Document:
———

# Banking 365



## madmoe (24 Apr 2008)

Hi there guys,
Does anyone know the maximum amout that can be transferred between 365 online accounts in one day and the max figure in total?

Cheers,
M


----------



## PM1234 (24 Apr 2008)

*Re: Banking 35*

AFAIK the max. daily online transfer is 20K.


----------



## ClubMan (25 Apr 2008)

*Re: Banking 35*

For what it's worth _PTSB _limit online and telephone banking transfers to €3K but you can do both for a max of €6K per day. Maybe similar rules apply with other banks' online and phone banking systems?


----------



## selfbuildkk (25 Apr 2008)

*Re: Banking 35*

AFIK its 20k per day


----------



## Hobbes T (25 Apr 2008)

With AIB the max transfer is €5000


----------



## xeresod (26 Apr 2008)

It is 20k but only Monday - Friday, anything done over the weekend counts against Mondays limit.

Below from their site;



> Please note that a daily transaction limit of €20,000 currently applies. Payments are
> processed Monday to Friday, excluding Bank Holidays.
> 
> If any payment, or combination of payments, exceeds the daily transaction limit, or available
> ...


----------



## europhile (26 Apr 2008)

I ran into this problem recently as I needed to transfer an amount greater than €20,000 to another account.  You'll need to go into a Bannk of Ireland branch with your passport or driving licence.  Also, if the money is going to another bank, they won't transfer it but will give you a draft.


----------

———

Exercises to complete:
1. In the forum thread, what daily transaction limit does the site text quoted by xeresod give?
2. Return every line of the records that contains the word "wall".
The forum thread and the records have no connection to each other.

Dataset excerpt:
———

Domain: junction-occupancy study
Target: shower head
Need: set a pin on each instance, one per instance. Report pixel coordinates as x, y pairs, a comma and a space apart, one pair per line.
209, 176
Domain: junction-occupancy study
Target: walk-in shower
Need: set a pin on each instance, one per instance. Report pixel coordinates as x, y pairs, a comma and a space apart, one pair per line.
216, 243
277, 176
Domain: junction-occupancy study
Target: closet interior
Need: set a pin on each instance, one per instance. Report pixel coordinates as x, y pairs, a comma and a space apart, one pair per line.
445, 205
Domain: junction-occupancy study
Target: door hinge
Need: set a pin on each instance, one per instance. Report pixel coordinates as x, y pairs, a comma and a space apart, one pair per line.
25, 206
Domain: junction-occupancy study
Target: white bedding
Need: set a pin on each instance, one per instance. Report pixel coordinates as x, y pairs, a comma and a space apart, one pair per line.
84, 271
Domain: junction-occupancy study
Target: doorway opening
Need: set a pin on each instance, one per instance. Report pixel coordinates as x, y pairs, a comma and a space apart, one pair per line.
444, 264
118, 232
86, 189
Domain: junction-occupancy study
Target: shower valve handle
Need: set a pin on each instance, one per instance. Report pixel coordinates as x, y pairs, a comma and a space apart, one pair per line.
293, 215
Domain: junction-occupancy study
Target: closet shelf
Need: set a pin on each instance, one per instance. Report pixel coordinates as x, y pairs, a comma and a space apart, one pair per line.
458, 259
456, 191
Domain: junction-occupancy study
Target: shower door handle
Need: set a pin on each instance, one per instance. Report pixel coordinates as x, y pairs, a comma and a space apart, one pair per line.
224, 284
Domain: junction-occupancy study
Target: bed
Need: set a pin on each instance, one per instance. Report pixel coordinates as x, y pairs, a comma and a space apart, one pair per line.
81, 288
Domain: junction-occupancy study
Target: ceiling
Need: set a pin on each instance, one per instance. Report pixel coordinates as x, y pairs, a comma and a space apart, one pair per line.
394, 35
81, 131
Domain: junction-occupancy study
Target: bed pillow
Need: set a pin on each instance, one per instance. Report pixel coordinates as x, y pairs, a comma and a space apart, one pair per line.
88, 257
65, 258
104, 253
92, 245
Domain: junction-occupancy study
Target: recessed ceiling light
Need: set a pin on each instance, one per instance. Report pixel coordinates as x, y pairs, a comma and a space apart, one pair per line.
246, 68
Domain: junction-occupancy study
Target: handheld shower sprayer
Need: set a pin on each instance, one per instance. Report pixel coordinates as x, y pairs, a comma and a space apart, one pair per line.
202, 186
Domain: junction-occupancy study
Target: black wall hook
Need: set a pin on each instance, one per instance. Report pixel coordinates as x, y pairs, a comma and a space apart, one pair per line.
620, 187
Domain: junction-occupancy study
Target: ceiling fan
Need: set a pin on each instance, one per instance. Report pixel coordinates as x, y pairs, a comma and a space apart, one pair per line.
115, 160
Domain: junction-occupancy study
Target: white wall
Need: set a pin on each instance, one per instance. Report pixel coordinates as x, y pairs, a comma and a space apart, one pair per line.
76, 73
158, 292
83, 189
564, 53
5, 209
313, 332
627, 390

———

Task-by-task solutions:
1. €20,000

2.
Target: black wall hook
Target: white wall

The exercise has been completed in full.